**TASK BRIEF:** Each entry in the listing must be set down again word for word.

====

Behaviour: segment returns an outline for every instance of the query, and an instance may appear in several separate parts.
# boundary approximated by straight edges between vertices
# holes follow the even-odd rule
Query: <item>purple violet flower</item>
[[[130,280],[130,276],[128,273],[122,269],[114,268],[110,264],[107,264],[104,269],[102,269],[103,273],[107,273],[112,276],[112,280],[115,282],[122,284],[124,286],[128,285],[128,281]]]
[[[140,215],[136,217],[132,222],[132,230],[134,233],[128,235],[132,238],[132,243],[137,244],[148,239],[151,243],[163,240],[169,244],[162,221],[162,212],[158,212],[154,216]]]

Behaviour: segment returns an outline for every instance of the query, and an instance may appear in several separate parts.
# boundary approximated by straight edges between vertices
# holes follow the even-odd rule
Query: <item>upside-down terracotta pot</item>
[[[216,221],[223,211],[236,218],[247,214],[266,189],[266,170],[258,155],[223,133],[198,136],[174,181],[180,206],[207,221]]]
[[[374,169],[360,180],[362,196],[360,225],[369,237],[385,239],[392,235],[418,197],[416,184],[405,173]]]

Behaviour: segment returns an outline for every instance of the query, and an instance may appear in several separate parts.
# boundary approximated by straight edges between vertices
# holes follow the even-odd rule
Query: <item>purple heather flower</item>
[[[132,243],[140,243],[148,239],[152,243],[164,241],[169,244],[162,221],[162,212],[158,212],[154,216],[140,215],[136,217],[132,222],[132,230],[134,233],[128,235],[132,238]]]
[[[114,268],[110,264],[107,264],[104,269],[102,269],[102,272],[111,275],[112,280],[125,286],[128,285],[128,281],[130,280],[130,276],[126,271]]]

====

**RESPONSE BELOW:**
Behaviour: segment returns an outline for every instance of the query, and an instance may appear in several separate parts.
# boundary approximated by straight edges between vertices
# holes follow the even-odd rule
Query: <item>purple violet flower</item>
[[[130,280],[130,276],[128,273],[122,269],[114,268],[110,264],[107,264],[104,269],[102,269],[103,273],[107,273],[112,276],[112,280],[115,282],[122,284],[124,286],[128,285],[128,281]]]
[[[140,215],[136,217],[132,222],[132,230],[134,233],[128,235],[132,238],[132,243],[137,244],[148,239],[151,243],[163,240],[169,244],[162,221],[162,212],[158,212],[154,216]]]

Behaviour: segment returns an outline for every instance of the query, and an instance may appear in several separate parts.
# boundary approximated by straight edges between vertices
# holes follow the even-odd rule
Query: <item>upside-down terracotta pot</item>
[[[216,221],[223,211],[236,218],[247,214],[266,189],[266,170],[258,155],[223,133],[198,136],[174,181],[180,206],[207,221]]]
[[[374,169],[360,180],[362,196],[360,225],[369,237],[385,239],[392,235],[418,197],[416,184],[405,173]]]

Behaviour: segment returns an outline for every instance of the query, and an instance may appear in several separate parts.
# boundary approximated by straight edges between vertices
# holes follow the even-odd rule
Query: <item>purple heather flower</item>
[[[132,243],[140,243],[148,239],[152,243],[164,241],[169,244],[162,221],[162,212],[158,212],[154,216],[140,215],[136,217],[132,222],[132,230],[134,233],[128,235],[132,238]]]
[[[114,268],[110,264],[107,264],[104,269],[102,269],[102,272],[111,275],[112,280],[125,286],[128,285],[128,281],[130,280],[130,276],[126,271]]]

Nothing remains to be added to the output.